→ Dataset records:
——————————

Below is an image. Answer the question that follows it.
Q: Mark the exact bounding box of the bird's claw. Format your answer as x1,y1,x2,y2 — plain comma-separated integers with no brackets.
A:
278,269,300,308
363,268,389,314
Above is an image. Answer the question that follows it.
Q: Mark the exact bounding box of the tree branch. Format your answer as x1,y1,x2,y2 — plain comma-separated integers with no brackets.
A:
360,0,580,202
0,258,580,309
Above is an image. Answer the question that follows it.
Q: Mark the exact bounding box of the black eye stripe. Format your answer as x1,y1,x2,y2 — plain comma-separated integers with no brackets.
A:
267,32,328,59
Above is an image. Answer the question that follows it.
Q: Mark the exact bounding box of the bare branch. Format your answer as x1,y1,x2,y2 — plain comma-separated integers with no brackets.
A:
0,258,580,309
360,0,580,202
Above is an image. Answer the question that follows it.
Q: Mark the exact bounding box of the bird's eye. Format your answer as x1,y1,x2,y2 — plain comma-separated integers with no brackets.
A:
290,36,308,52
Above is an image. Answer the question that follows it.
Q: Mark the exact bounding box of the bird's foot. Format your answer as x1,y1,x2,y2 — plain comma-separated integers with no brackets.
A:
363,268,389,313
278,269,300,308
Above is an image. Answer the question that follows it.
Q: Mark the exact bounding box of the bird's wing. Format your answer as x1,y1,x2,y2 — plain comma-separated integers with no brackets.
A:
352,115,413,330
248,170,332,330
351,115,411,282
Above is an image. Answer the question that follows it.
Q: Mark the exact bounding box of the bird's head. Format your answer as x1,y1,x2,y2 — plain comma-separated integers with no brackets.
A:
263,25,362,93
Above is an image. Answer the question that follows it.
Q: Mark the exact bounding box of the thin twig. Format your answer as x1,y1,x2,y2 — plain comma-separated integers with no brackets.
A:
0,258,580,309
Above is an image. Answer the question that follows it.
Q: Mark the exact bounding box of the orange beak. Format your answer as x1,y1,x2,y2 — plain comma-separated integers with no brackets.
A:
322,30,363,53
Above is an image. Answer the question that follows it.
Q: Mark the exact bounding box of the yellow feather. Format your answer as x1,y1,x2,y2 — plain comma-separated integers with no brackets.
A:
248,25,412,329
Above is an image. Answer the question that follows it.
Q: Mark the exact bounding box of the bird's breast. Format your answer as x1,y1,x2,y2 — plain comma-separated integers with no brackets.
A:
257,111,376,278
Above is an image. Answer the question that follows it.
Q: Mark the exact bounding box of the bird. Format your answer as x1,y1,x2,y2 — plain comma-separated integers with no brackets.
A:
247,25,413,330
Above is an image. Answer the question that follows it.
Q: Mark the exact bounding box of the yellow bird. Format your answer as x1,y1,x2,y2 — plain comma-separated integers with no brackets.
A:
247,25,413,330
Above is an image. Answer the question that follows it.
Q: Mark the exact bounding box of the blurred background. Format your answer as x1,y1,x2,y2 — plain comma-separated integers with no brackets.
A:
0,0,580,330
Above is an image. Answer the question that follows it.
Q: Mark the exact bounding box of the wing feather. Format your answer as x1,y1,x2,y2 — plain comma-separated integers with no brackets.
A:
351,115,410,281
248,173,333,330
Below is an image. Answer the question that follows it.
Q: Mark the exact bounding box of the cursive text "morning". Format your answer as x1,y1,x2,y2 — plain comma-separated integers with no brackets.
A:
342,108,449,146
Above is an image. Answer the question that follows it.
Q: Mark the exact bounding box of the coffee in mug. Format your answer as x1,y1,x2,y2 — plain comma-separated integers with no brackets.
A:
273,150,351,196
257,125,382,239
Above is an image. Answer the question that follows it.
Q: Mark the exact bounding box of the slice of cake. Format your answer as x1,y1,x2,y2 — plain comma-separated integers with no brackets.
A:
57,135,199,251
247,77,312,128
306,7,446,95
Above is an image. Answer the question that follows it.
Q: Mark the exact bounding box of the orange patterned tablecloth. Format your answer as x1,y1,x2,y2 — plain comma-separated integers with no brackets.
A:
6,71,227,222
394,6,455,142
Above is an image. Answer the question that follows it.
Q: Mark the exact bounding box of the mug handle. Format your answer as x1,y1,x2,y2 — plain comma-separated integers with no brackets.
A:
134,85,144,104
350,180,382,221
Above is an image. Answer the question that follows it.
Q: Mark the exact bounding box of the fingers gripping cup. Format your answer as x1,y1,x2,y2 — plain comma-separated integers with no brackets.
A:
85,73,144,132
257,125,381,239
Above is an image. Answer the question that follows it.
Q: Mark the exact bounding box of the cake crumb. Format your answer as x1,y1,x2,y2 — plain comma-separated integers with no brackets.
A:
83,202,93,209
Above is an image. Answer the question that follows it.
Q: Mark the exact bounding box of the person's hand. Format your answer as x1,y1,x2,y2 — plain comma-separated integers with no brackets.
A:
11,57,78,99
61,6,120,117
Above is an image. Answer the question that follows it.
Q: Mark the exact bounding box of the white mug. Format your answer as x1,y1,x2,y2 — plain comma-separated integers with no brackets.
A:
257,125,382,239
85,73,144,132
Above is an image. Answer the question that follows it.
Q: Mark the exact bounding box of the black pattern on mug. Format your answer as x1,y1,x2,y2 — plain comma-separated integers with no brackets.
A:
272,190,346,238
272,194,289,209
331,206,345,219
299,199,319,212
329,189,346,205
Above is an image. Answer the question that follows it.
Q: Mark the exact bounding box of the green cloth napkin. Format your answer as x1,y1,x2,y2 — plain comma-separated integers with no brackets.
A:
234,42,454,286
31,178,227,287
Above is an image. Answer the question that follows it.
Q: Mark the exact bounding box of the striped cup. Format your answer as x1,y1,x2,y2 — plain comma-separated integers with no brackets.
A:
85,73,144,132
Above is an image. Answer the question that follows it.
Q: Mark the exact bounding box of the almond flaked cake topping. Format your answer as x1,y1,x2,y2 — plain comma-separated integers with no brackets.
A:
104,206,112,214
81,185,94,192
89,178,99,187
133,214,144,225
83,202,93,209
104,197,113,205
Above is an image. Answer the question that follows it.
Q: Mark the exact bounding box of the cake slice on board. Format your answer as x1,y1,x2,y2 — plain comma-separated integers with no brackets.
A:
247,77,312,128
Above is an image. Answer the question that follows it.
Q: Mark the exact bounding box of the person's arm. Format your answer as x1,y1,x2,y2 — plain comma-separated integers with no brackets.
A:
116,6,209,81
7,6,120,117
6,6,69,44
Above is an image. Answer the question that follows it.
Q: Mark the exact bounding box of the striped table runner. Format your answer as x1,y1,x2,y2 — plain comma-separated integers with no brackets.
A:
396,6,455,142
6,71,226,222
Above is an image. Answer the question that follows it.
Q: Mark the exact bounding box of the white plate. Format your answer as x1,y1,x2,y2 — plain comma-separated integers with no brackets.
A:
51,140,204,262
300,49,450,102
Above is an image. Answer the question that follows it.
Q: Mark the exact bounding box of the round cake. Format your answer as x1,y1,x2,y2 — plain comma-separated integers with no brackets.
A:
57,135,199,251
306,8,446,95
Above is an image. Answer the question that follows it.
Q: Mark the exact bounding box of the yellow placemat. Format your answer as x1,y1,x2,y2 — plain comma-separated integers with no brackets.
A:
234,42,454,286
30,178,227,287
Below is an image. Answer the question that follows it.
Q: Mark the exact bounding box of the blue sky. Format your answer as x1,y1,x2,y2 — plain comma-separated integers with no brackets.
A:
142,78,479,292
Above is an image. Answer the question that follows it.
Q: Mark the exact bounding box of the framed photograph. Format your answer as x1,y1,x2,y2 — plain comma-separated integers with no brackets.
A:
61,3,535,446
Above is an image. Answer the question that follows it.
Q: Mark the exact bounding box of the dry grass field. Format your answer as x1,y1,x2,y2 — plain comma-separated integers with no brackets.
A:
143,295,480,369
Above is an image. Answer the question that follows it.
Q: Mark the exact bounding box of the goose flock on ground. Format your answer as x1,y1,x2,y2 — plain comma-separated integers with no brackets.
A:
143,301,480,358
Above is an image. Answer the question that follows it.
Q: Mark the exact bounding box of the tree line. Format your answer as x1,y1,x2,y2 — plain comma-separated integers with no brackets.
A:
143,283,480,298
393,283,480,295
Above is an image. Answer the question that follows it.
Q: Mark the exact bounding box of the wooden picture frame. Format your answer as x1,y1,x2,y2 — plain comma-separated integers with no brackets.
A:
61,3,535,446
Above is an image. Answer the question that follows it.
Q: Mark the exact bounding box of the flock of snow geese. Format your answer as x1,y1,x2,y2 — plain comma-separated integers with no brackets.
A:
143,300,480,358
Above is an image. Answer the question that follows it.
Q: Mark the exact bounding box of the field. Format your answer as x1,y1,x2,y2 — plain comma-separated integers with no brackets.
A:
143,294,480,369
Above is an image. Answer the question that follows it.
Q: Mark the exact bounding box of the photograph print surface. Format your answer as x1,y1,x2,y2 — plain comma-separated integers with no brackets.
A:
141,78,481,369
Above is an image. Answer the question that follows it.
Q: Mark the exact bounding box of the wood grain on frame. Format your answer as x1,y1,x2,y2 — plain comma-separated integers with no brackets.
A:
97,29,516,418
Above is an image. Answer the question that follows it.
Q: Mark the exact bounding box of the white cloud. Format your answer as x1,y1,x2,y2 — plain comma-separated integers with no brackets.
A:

——————————

→ Problem statement: Count how many lines in the entries above contain the word "slice" and give only that number.

→ Exercise result: 2